| Job 1 |
In the mixed reality passage, what does FIG. 2 illustrate?
| Job 2 |
Reproduce the part of the mixed reality passage starting at "The drawing figures" and ending at "of real objects.".
— begin Passage given —
In another aspect, methods for augmenting a real-world object using a mixed reality device are disclosed. The method may include capturing first image data for a first real-world object included in a physical space observed by the mixed reality device, and automatically classifying the first real-world object as being associated with a first object classification based on the first image data. The method can also include automatically identifying a first software application based on the first real-world object being associated with the first object classification, associating the first software application with the first real-world object, and executing the first software application on the mixed reality device in association with the first real-world objects.

This Summary is provided to introduce a selection of concepts in a simplified form that are further described below in the Detailed Description. This Summary is not intended to identify key features or essential features of the claimed subject matter, nor is it intended to be used to limit the scope of the claimed subject matter. Furthermore, the claimed subject matter is not limited to implementations that solve any or all disadvantages noted in any part of this disclosure.

BRIEF DESCRIPTION OF THE DRAWINGS

The drawing figures depict one or more implementations in accord with the present teachings, by way of example only, not by way of limitation. In the figures, like reference numerals refer to the same or similar elements.

FIG. 1A illustrates an example of a mixed reality (MR) device, and FIG. 1B illustrates a block diagram of the MR device illustrated in FIG. 1A.

FIG. 2 illustrates an example of a user wearing an MR device while in a physical space with a plurality of real objects.

FIG. 3 illustrates a schematic example of a processing environment and related systems for use with the MR device illustrated in FIG. 2.
— end Passage given —
— begin Extracted records —
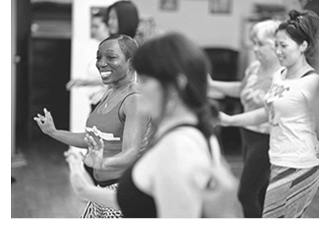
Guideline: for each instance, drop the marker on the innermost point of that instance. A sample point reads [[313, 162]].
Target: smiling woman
[[116, 116]]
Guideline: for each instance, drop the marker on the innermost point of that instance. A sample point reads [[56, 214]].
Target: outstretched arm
[[134, 130], [254, 117], [231, 89], [47, 126], [83, 185], [82, 82]]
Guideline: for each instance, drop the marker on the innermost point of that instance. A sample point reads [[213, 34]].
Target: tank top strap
[[308, 73], [122, 119]]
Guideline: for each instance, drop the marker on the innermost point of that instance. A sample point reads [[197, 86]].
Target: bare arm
[[134, 130], [83, 185], [254, 117], [47, 126], [231, 89], [82, 82]]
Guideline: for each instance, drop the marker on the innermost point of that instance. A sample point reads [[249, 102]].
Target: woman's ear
[[182, 81], [304, 46]]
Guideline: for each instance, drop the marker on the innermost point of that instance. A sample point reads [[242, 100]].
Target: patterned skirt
[[95, 210], [290, 191]]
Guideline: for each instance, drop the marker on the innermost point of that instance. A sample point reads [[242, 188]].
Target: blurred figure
[[172, 176], [123, 18], [92, 80], [292, 108], [255, 138], [147, 29], [116, 121]]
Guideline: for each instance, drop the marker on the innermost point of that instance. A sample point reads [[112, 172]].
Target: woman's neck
[[271, 66], [122, 83], [296, 70]]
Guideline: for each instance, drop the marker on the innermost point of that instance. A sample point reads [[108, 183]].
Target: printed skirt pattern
[[95, 210], [290, 191]]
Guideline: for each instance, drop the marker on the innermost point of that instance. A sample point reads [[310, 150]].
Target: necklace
[[115, 96]]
— end Extracted records —
| Full solution 1 |
FIG. 2 illustrates a user wearing an MR device while in a physical space with a plurality of real objects.

| Full solution 2 |
The drawing figures depict one or more implementations in accord with the present teachings, by way of example only, not by way of limitation. In the figures, like reference numerals refer to the same or similar elements.

FIG. 1A illustrates an example of a mixed reality (MR) device, and FIG. 1B illustrates a block diagram of the MR device illustrated in FIG. 1A.

FIG. 2 illustrates an example of a user wearing an MR device while in a physical space with a plurality of real objects.